TAREAS DEL EJERCICIO:
**a.** Indica si cada afirmación concuerda con el texto sobre las decisiones y cita las palabras exactas que lo deciden:
(i) Luis Chamizo vivió entre 1894 y 1945.
(ii) Según el texto, la respiración de nuestros pulmones es fruto de una decisión nuestra.
(iii) Según el texto, el puro instinto debe ser el árbitro de las decisiones.
**b.** Responde con datos del texto sobre las decisiones:
(i) ¿En qué animal lleva el hombre de La nacencia a su mujer?
(ii) ¿A qué distancia del pueblo sitúan los versos la escena?
(iii) ¿Con qué se compara el tejido de decisiones?

TEXTO MOSTRADO:
———

Releyendo los conocidos versos de La nacencia, de Luis Chamizo (1894-1945), con los que cuenta su angustia ante el parto inminente de su mujer a la que lleva en burro: irse a buscar al médico y dejarla sola o quedarse con ella sin saber lo que debe hacer
¡Dirme, dejala sola...
dejala yo a ella sola com'un perro,
en metá de la jesa,
a una legua del pueblo...
eso no!...
¡No tengo juerzas pa dejala sola...
pero yo de qué sirvo si me queo!,
considero de qué modo la incertidumbre teje nuestra vida. Y, desde luego, haya o no haya dudas, es el ejercicio de decidir el que, sin que nos demos cuenta, más asiduamente practicamos. Fuera de que nuestros pulmones respiren y nuestro corazón lance sus latidos, casi todo el resto es fruto de una decisión nuestra, consciente la mayor parte de las veces o inconsciente. Un paso, mil pasos, despacio, aprisa, mirar alrededor, mirar al cielo…
Ese tejido de decisiones, enmarañado como una constelación, es la oficina desde la que se produce nuestro progreso. O regreso. Porque algunas veces las decisiones, precipitadas e inmaduras, rebeldes o sumisas, hijas del genio o del puro gusto, engendran en el fondo de nuestro ánimo una desazón que es, cuando menos, difícil de disipar. Se suman las decepciones y sentimos el fracaso. Comprobamos el acierto y, aunque nos haya costado sudor, disfrutamos la victoria: más por la victoria que de la misma victoria.
Lo que es cardinal en nuestra propia vida debe serlo también en el programa que seguimos al educar a nuestros hijos. El maravilloso instinto animal hace que desde que nacemos busquemos satisfacer nuestras necesidades. Y nuestros gustos. Por eso nuestro sabio papel de forjadores de personalidades debe movernos con tiento para hacer comprender que el puro instinto no puede convertirse en el árbitro de las decisiones. Nuestra casta de seres sociales debe tener en cuenta esa privilegiada situación con sus condiciones para que el choque con la vida no sea un castigo ni para nuestros hijos cuando empiecen a navegar ni para la barca del vecino.

———

CONJUNTO DE DATOS:

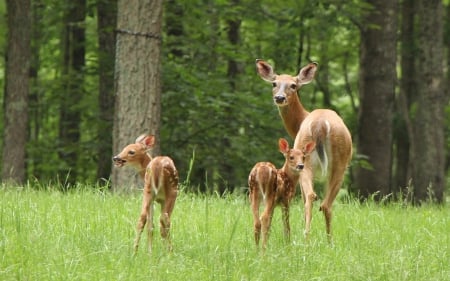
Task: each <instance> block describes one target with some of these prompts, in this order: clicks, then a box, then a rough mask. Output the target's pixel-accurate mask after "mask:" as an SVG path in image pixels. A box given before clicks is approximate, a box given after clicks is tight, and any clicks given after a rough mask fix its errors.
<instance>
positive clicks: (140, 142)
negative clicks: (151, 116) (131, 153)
mask: <svg viewBox="0 0 450 281" xmlns="http://www.w3.org/2000/svg"><path fill="white" fill-rule="evenodd" d="M146 136H147V135H146V134H142V135H140V136H139V137H137V138H136V140H135V143H141V142H143V141H144V139H145V137H146Z"/></svg>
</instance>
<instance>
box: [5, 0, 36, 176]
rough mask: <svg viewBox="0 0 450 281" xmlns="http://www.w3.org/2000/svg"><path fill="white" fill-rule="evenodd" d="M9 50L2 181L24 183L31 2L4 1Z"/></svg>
mask: <svg viewBox="0 0 450 281" xmlns="http://www.w3.org/2000/svg"><path fill="white" fill-rule="evenodd" d="M6 5H7V13H8V46H7V51H6V77H5V81H6V82H5V96H4V113H3V114H4V139H3V148H2V149H3V150H2V151H3V154H2V163H3V165H2V180H3V181H4V182H6V181H12V182H15V183H18V184H20V183H23V182H24V181H25V179H26V174H25V155H26V141H27V131H28V130H27V124H28V94H29V71H30V57H31V45H30V38H31V24H30V21H31V16H30V0H13V1H11V0H7V1H6Z"/></svg>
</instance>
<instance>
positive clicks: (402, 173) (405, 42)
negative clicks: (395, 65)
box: [393, 0, 417, 194]
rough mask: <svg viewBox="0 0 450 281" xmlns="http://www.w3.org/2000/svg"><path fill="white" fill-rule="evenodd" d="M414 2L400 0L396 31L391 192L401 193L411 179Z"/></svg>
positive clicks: (413, 89) (413, 63) (410, 1)
mask: <svg viewBox="0 0 450 281" xmlns="http://www.w3.org/2000/svg"><path fill="white" fill-rule="evenodd" d="M414 2H415V0H404V1H402V5H401V19H402V20H401V29H400V30H401V32H400V68H401V74H402V75H401V78H400V91H399V93H398V97H397V99H396V104H395V105H396V114H395V122H394V130H395V132H394V138H395V151H396V155H395V181H394V186H393V188H394V191H395V192H405V194H406V191H407V190H406V187H407V186H408V181H409V179H410V177H411V155H410V148H411V141H410V140H411V138H412V137H413V134H412V125H411V118H410V116H409V111H410V108H411V104H412V103H413V101H414V99H415V95H416V93H415V92H416V89H417V82H416V74H415V72H416V59H415V58H416V57H417V54H416V53H417V44H416V41H417V40H416V36H415V33H416V30H415V28H414V19H415V17H414V14H415V11H414Z"/></svg>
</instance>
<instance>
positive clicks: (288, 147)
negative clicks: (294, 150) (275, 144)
mask: <svg viewBox="0 0 450 281" xmlns="http://www.w3.org/2000/svg"><path fill="white" fill-rule="evenodd" d="M278 147H279V148H280V152H281V153H283V154H285V153H288V152H289V143H288V142H287V140H286V139H283V138H281V139H279V140H278Z"/></svg>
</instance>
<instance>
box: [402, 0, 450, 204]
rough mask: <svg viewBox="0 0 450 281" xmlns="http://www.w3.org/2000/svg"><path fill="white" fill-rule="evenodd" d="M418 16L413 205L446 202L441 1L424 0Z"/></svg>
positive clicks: (441, 12)
mask: <svg viewBox="0 0 450 281" xmlns="http://www.w3.org/2000/svg"><path fill="white" fill-rule="evenodd" d="M416 9H417V10H416V14H417V16H418V26H419V29H418V68H417V71H416V76H415V77H416V81H418V87H417V99H416V101H415V102H414V104H413V106H412V110H411V113H410V114H411V115H412V116H411V119H412V122H411V124H412V126H413V128H412V131H413V134H414V135H413V137H412V159H413V160H412V165H413V168H412V173H413V174H412V185H413V192H414V193H413V200H414V203H417V204H420V203H421V202H423V201H426V200H428V199H429V198H432V199H433V200H436V201H437V202H440V203H441V202H443V201H444V196H443V193H444V188H445V135H444V127H445V106H446V105H447V103H448V100H449V98H448V97H447V95H446V91H445V90H444V87H443V86H444V84H443V83H444V70H443V64H442V62H443V61H444V48H443V19H442V16H443V14H442V10H443V7H442V1H441V0H421V1H419V3H418V5H417V6H416Z"/></svg>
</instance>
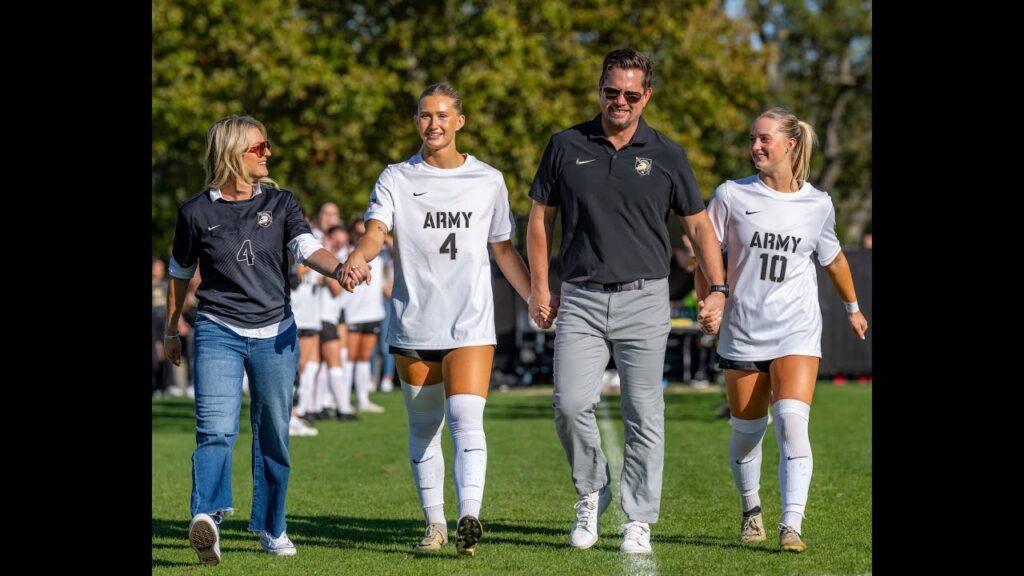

———

EJERCICIO RESUELTO:
**a.**
(i) Sí: "Luis Chamizo (1894-1945)".
(ii) No: "Fuera de que nuestros pulmones respiren y nuestro corazón lance sus latidos, casi todo el resto es fruto de una decisión nuestra".
(iii) No: "el puro instinto no puede convertirse en el árbitro de las decisiones".

**b.**
(i) En burro.
(ii) A una legua.
(iii) Con una constelación.